◆ Aim of the task: Count the lines in the records below that contain the word "white". Reply with only the number.

=== Rows ===

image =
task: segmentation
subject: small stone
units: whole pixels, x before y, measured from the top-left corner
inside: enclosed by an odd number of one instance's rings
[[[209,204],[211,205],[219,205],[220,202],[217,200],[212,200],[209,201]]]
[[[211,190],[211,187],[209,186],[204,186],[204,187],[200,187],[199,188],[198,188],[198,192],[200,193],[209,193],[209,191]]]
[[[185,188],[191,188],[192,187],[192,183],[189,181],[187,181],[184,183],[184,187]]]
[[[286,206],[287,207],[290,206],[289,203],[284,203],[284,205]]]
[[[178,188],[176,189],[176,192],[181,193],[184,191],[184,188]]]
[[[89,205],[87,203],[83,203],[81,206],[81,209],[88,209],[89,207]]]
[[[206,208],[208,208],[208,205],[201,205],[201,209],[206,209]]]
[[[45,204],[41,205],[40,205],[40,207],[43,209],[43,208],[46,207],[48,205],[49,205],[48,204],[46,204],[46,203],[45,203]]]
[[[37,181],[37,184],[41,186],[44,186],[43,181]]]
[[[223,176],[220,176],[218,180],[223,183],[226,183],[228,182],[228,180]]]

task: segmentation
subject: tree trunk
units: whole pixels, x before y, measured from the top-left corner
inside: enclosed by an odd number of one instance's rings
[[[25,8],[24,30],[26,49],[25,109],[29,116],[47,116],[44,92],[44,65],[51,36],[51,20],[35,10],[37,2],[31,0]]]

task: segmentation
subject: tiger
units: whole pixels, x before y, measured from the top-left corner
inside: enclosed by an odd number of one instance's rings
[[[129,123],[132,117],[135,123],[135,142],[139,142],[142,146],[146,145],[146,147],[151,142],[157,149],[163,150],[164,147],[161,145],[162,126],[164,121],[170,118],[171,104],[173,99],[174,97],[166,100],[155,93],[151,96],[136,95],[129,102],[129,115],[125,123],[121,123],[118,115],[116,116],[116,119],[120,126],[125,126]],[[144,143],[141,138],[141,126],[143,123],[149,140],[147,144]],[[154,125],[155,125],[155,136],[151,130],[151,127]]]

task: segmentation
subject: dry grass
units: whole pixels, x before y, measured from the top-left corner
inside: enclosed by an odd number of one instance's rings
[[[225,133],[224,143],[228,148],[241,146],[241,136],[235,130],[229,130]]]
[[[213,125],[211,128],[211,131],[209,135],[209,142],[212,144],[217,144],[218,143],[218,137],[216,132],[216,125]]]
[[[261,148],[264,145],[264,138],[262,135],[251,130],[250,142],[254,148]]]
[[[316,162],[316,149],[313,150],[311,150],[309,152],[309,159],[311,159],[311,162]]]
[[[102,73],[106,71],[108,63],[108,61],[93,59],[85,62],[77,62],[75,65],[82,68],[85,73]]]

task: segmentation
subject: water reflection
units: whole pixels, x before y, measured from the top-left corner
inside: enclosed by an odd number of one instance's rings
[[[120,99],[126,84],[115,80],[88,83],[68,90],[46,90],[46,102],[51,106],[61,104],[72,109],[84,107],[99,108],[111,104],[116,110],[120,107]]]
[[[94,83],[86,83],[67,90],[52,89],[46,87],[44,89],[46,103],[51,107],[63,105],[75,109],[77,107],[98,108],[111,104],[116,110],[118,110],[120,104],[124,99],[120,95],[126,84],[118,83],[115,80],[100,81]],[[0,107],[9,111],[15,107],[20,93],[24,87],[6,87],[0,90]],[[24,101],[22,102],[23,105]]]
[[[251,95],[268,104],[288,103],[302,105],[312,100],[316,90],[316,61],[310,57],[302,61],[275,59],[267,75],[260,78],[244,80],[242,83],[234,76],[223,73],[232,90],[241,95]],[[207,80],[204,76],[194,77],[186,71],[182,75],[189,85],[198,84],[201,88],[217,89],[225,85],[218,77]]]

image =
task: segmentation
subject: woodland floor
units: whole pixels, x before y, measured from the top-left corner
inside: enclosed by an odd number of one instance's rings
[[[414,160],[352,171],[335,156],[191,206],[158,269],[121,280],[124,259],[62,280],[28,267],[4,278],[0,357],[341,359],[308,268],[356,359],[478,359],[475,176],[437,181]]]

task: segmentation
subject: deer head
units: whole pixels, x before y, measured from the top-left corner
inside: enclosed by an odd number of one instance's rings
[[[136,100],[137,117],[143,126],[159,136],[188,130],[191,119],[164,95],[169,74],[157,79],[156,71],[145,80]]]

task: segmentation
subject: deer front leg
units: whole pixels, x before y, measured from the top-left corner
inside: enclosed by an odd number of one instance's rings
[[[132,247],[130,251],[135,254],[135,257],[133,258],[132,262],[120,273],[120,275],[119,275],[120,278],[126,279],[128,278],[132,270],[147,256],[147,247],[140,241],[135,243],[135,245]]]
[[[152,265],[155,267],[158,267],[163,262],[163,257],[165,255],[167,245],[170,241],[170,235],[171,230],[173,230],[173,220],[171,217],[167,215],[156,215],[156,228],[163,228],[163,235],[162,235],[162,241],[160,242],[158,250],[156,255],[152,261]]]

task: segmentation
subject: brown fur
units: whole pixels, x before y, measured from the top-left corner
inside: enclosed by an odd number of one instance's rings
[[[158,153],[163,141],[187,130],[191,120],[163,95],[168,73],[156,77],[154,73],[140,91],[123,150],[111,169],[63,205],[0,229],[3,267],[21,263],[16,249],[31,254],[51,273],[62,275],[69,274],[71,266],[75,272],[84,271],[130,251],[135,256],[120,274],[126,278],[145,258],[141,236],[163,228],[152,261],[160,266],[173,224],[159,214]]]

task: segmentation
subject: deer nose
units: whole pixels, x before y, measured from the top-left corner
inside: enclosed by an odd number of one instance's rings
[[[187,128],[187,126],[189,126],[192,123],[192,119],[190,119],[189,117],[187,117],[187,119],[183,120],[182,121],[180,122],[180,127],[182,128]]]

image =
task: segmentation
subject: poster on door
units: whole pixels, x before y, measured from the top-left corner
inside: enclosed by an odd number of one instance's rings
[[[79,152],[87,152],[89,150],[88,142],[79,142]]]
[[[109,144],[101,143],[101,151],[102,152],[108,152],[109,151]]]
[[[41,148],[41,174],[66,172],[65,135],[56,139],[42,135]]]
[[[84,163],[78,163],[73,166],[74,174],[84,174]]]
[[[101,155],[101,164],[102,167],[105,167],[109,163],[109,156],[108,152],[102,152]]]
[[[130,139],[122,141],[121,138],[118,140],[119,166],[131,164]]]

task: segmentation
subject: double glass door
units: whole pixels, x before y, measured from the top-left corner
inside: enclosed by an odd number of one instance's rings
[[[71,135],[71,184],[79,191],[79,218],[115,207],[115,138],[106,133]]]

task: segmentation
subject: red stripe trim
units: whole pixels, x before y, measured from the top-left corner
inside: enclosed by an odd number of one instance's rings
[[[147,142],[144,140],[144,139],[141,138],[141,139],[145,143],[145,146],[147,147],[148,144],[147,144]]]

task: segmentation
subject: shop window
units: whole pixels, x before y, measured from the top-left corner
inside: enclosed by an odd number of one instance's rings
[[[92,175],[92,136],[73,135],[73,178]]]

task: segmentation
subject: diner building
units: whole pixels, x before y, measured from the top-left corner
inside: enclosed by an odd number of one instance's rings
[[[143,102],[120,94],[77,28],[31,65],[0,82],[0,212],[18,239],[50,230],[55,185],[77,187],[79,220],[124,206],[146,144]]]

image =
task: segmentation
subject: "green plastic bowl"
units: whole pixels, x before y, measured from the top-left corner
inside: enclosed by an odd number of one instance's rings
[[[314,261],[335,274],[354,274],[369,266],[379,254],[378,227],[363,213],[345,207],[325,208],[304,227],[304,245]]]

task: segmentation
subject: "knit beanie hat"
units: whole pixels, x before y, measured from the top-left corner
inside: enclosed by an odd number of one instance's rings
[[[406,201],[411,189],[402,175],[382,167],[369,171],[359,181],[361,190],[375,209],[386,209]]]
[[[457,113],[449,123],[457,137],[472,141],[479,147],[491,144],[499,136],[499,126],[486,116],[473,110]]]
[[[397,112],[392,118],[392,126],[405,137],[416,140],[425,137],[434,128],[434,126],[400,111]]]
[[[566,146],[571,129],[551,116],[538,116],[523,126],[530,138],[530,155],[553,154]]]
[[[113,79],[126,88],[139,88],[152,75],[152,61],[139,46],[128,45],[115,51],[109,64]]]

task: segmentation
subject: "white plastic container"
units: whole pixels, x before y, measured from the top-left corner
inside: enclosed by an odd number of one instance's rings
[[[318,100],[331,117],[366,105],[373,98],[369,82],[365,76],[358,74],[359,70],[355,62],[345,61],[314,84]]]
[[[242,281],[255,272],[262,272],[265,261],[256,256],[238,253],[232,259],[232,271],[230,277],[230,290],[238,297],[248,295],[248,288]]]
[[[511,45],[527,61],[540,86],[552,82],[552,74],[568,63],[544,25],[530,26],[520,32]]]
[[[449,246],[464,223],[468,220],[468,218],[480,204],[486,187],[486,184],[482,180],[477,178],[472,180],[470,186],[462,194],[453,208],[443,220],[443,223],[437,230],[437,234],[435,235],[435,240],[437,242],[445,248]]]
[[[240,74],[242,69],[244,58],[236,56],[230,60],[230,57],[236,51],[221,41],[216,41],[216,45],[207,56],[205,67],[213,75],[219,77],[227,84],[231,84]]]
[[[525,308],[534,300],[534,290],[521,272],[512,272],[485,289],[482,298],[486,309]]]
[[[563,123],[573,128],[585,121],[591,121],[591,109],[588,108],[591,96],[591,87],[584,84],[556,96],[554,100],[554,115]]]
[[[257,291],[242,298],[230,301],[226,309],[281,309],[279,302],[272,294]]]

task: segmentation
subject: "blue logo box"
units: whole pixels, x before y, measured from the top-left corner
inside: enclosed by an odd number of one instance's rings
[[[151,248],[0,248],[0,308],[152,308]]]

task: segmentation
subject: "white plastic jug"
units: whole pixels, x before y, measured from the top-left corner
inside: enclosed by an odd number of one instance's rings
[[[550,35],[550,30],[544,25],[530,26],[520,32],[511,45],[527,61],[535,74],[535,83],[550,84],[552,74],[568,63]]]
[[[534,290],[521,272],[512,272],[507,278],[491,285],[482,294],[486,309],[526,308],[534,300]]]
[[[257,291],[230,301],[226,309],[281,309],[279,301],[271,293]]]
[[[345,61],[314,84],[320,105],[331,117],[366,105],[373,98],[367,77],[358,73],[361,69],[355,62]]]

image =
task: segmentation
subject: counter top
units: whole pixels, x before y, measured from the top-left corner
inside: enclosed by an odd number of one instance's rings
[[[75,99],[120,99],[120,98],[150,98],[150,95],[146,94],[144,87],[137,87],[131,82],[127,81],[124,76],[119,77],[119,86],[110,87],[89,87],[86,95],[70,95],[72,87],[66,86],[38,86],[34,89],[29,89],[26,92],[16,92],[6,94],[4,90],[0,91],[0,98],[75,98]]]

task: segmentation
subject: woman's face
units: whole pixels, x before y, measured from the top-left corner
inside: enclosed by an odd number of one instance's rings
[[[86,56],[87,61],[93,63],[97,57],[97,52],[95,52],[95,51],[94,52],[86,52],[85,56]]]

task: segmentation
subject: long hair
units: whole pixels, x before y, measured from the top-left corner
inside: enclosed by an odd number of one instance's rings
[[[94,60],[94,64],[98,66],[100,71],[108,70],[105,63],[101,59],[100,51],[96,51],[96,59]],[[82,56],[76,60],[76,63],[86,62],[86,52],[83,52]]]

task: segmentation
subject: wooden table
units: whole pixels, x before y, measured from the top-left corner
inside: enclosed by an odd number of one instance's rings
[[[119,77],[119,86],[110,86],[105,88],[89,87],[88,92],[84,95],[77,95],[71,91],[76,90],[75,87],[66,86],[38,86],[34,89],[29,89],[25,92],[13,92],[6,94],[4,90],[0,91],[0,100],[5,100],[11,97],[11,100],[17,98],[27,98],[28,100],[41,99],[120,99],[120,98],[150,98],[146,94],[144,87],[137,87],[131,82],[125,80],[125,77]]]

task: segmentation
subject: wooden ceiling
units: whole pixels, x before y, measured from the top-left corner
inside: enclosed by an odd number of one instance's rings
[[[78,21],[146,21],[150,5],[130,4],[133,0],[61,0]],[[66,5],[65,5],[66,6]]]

===

◆ Exercise solution: 2